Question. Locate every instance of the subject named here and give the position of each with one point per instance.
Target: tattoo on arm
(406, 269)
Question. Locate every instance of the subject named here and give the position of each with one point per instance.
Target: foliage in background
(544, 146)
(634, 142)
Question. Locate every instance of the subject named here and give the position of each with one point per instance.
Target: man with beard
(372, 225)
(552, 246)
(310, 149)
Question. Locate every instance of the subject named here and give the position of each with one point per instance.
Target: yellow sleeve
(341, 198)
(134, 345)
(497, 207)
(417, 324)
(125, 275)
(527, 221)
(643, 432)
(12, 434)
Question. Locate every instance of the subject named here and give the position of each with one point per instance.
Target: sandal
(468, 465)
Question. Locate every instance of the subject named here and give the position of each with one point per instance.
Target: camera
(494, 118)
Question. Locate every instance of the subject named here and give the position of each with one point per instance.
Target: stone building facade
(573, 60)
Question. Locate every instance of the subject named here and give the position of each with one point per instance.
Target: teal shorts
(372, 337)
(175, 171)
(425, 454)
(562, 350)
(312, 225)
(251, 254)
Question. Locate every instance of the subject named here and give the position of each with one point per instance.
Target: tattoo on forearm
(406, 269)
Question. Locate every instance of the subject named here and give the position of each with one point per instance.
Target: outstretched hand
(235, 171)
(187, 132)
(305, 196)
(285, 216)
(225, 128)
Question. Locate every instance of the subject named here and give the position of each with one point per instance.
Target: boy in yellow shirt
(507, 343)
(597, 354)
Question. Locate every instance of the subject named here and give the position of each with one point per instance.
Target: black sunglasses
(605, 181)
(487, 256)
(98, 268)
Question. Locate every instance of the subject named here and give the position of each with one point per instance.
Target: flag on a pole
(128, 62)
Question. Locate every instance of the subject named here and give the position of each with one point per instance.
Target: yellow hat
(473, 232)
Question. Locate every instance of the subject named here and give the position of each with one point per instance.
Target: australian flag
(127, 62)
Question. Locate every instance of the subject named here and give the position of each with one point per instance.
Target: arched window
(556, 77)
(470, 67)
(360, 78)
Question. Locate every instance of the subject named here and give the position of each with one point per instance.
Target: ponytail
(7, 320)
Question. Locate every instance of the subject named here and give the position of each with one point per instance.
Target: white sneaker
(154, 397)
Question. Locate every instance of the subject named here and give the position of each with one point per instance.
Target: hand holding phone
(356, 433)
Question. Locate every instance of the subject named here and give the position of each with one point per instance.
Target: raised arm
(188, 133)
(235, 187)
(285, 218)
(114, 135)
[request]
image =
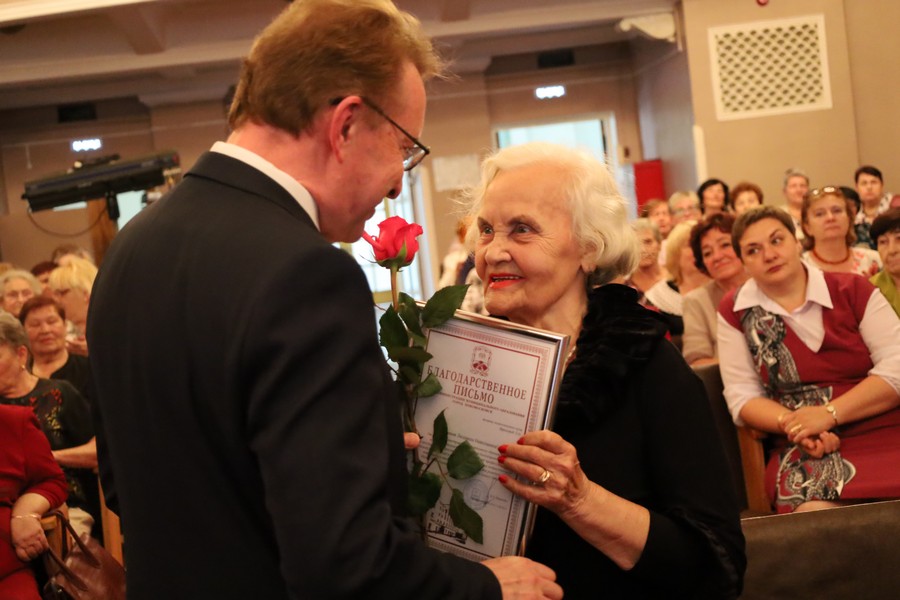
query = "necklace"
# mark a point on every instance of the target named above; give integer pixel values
(832, 262)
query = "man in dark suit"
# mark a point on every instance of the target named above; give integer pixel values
(250, 436)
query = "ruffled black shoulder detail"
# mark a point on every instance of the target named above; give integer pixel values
(617, 336)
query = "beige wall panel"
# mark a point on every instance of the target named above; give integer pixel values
(759, 149)
(666, 114)
(457, 122)
(875, 66)
(189, 129)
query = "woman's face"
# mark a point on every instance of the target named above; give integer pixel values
(770, 253)
(745, 201)
(15, 293)
(686, 262)
(46, 330)
(12, 366)
(827, 218)
(526, 253)
(649, 249)
(713, 199)
(718, 256)
(662, 218)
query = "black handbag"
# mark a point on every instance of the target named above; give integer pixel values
(88, 571)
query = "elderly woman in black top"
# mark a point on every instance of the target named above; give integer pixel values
(635, 494)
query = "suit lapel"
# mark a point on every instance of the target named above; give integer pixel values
(239, 175)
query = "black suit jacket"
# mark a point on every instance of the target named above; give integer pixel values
(249, 430)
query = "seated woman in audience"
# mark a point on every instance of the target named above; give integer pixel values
(886, 234)
(714, 198)
(745, 196)
(659, 214)
(683, 271)
(684, 206)
(17, 287)
(71, 285)
(31, 483)
(64, 417)
(827, 218)
(45, 324)
(624, 509)
(814, 358)
(714, 256)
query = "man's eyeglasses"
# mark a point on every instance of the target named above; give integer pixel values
(411, 156)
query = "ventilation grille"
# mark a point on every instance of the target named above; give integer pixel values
(770, 68)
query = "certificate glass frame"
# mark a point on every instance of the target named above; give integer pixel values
(499, 380)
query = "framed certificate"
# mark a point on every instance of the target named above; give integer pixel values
(499, 380)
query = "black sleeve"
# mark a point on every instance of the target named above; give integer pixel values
(695, 534)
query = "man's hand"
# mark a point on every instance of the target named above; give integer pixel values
(523, 579)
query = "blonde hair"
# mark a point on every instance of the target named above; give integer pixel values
(679, 237)
(317, 51)
(77, 274)
(599, 215)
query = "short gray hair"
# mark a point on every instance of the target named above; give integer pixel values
(11, 332)
(21, 274)
(599, 215)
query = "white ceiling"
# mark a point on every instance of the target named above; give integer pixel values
(162, 51)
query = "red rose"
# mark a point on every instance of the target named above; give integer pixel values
(396, 244)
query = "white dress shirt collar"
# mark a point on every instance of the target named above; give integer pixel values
(293, 187)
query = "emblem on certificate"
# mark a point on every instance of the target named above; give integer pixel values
(499, 380)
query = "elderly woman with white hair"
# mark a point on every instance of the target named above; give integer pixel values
(626, 510)
(18, 286)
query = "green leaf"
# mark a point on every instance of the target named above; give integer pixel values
(392, 333)
(443, 304)
(429, 387)
(465, 518)
(409, 375)
(424, 492)
(464, 462)
(439, 441)
(408, 355)
(411, 315)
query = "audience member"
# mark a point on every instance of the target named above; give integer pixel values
(714, 256)
(31, 483)
(829, 235)
(72, 284)
(224, 314)
(64, 417)
(62, 253)
(745, 196)
(796, 185)
(45, 324)
(685, 276)
(714, 198)
(18, 286)
(658, 212)
(650, 278)
(873, 201)
(684, 206)
(886, 233)
(41, 272)
(813, 358)
(452, 266)
(649, 524)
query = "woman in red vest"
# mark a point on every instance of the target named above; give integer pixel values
(813, 358)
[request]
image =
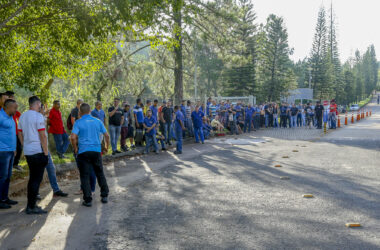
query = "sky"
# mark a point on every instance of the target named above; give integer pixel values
(357, 23)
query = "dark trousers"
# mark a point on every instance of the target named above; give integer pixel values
(319, 121)
(36, 164)
(283, 119)
(86, 162)
(18, 153)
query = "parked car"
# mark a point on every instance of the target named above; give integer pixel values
(354, 107)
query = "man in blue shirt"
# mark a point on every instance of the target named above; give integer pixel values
(197, 117)
(150, 124)
(98, 112)
(86, 143)
(179, 127)
(8, 144)
(248, 118)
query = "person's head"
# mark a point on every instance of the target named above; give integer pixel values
(10, 94)
(79, 102)
(35, 103)
(10, 107)
(98, 105)
(84, 109)
(116, 102)
(56, 105)
(3, 98)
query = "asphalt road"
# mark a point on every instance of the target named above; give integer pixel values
(224, 195)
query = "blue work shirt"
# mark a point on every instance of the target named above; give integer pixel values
(7, 132)
(99, 114)
(88, 130)
(154, 111)
(249, 112)
(149, 123)
(139, 113)
(197, 118)
(179, 117)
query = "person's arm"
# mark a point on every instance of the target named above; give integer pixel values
(113, 111)
(43, 139)
(74, 142)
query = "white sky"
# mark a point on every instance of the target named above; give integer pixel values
(357, 20)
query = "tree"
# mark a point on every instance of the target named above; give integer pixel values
(276, 74)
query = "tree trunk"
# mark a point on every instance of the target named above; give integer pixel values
(178, 73)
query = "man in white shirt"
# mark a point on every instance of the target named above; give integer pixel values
(34, 140)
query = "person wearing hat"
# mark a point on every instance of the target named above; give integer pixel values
(318, 114)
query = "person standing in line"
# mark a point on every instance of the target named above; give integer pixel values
(115, 121)
(197, 118)
(318, 114)
(179, 127)
(8, 144)
(86, 143)
(16, 118)
(167, 115)
(56, 128)
(50, 169)
(150, 124)
(33, 137)
(139, 119)
(124, 129)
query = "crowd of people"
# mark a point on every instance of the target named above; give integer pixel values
(151, 126)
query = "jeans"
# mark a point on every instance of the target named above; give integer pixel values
(189, 127)
(151, 140)
(114, 134)
(87, 162)
(168, 134)
(293, 121)
(198, 132)
(92, 176)
(61, 143)
(247, 124)
(6, 164)
(178, 133)
(123, 136)
(37, 164)
(50, 168)
(275, 121)
(18, 152)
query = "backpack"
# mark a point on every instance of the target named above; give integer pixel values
(68, 123)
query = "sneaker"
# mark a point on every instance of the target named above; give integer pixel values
(35, 210)
(87, 204)
(60, 194)
(18, 168)
(4, 205)
(10, 202)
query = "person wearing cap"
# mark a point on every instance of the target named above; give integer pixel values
(318, 114)
(8, 144)
(179, 127)
(150, 124)
(86, 143)
(197, 117)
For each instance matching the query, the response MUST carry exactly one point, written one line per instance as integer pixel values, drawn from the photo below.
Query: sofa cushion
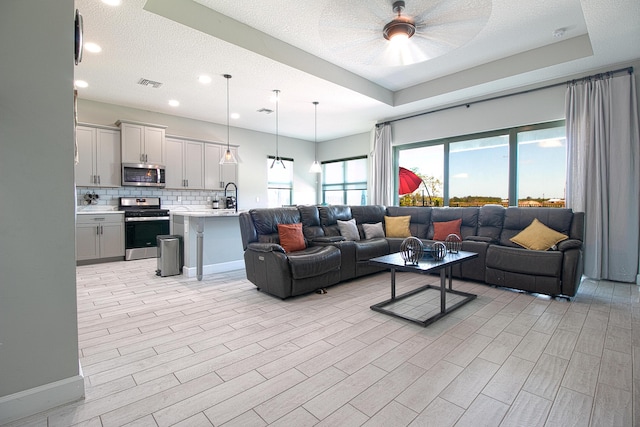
(517, 219)
(310, 222)
(314, 261)
(348, 229)
(469, 217)
(490, 219)
(266, 220)
(518, 260)
(329, 216)
(291, 237)
(442, 229)
(367, 249)
(397, 226)
(420, 218)
(538, 236)
(371, 231)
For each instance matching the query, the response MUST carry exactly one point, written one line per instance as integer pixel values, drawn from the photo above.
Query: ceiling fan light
(399, 27)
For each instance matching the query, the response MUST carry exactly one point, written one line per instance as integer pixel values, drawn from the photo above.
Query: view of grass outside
(481, 172)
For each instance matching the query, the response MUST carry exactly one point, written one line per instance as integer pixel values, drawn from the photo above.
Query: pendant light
(315, 166)
(277, 159)
(228, 158)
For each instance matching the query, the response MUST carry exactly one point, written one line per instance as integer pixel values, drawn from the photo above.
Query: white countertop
(207, 213)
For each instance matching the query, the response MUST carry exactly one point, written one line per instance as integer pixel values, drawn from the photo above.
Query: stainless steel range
(143, 221)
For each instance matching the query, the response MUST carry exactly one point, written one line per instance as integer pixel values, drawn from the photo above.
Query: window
(542, 167)
(479, 171)
(523, 166)
(344, 182)
(280, 183)
(427, 162)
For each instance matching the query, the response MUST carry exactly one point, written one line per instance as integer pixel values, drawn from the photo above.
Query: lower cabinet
(99, 237)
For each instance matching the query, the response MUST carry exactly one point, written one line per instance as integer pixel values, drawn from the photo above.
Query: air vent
(147, 82)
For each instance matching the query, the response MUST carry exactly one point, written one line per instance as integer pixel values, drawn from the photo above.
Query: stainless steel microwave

WHAT THE EXERCISE ASKS> Each line of the material above that includes the word "person" counts once; give the total number alone.

RESPONSE> 5